§ Task directions: Reproduce each of the following records without any deviation.

___ Entries supplied ___

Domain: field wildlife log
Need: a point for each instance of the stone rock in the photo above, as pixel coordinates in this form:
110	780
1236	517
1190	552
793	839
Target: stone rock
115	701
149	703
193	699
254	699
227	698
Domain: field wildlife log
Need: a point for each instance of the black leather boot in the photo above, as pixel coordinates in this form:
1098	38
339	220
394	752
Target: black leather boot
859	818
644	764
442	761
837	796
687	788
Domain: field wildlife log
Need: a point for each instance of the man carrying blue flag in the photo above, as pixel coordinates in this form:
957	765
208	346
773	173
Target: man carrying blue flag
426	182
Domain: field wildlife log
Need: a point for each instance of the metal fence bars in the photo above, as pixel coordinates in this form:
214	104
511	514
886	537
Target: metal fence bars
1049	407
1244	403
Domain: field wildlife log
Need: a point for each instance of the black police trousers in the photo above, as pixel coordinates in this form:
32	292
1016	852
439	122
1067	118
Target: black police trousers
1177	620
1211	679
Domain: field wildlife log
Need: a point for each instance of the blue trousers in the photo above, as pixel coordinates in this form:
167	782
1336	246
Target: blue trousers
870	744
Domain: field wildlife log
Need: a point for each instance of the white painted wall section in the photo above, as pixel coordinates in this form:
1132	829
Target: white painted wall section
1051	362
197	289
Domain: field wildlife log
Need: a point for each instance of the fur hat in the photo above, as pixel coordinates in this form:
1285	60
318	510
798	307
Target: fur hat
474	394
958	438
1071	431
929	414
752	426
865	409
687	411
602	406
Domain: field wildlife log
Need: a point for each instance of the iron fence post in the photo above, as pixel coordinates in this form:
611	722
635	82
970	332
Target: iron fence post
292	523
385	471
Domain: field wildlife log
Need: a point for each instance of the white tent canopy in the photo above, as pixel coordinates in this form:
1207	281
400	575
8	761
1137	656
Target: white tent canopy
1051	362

___

§ Completed exercise:
Domain: field wildlife log
Need: a point for each instance of the stone rock in the photo above, as pixel coordinates in this form:
110	780
1236	517
1190	552
793	839
Target: stone rock
115	701
149	703
193	699
254	699
227	698
Domain: field wildlife log
Need: a point for each instance of the black leather boot in the photo above, as pixel coordinates in this form:
1098	38
339	220
394	752
Target: black leather boot
859	818
644	764
442	761
837	796
687	788
Domain: field wildlife log
Need: a point for each instance of the man carrying blue flag in the photo above, as pixel coordinates in this form:
957	765
208	346
773	173
Target: man carrying blue flag
426	182
Domain: field wildlife log
Need: a point for each instance of the metal fence bars in the photo above, as pixel coordinates in this form:
214	104
511	514
886	537
Target: metal fence bars
1049	407
1244	403
Domain: field wildlife log
Need: a point for each instance of the black police trousers in the photo above, as pixel coordinates in this form:
32	292
1016	852
439	122
1067	118
Target: black police trousers
1177	620
1211	679
Domain: field wildlife log
Need: a point for each instance of the blue trousers in the photo above, as pixel coordinates in this form:
167	782
1336	246
Target: blue trousers
870	744
Domain: field wildlife log
Need: a point for each instance of the white painted wall section in the photo above, as pixel coordinates in this form:
1132	829
Target: white painted wall section
1051	362
197	289
Domain: field wildlife log
Need: a point for each instance of the fur hat in the photo above, as pixel coordinates in this form:
1285	60
318	510
798	307
Target: fur hat
474	394
958	438
1071	431
929	414
752	426
865	409
687	411
602	406
Domain: field wildlife log
Need: a point for each instance of the iron fence post in the photo above, as pixel coordinates in this form:
611	722
635	82
970	332
Target: iron fence post
292	523
385	471
Domain: field wildlife log
Need: a point for each instance of the white tent canopy in the photo above, as pixel coordinates in this form:
1207	281
400	575
8	761
1137	656
Target: white tent canopy
1051	362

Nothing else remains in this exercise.